DATA:
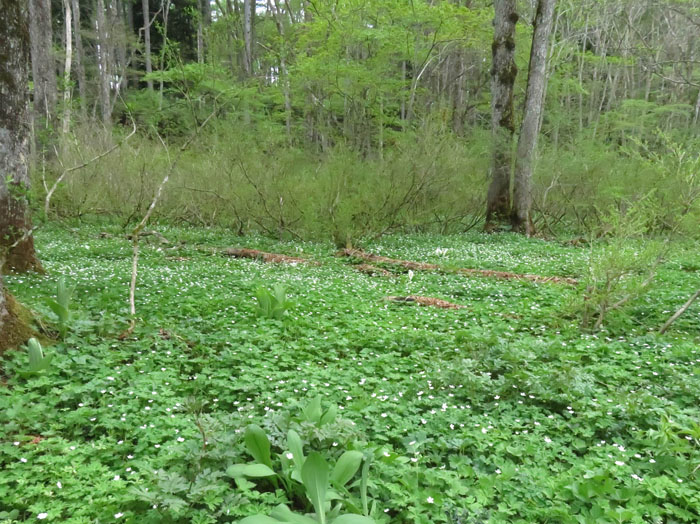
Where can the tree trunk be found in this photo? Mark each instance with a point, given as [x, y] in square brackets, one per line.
[248, 36]
[67, 68]
[78, 56]
[503, 73]
[147, 41]
[43, 67]
[530, 128]
[103, 64]
[16, 242]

WORK TO BE COMPLETED:
Give an exact copy of the material, leaving out every picture.

SOLUTION FOR THIS PROBLEM:
Where can the tree trunk be found in this photo? Mark each instance with a point, given as [x, y] in square brackets, one per line.
[248, 36]
[67, 68]
[78, 56]
[503, 73]
[147, 41]
[43, 67]
[530, 128]
[103, 64]
[16, 242]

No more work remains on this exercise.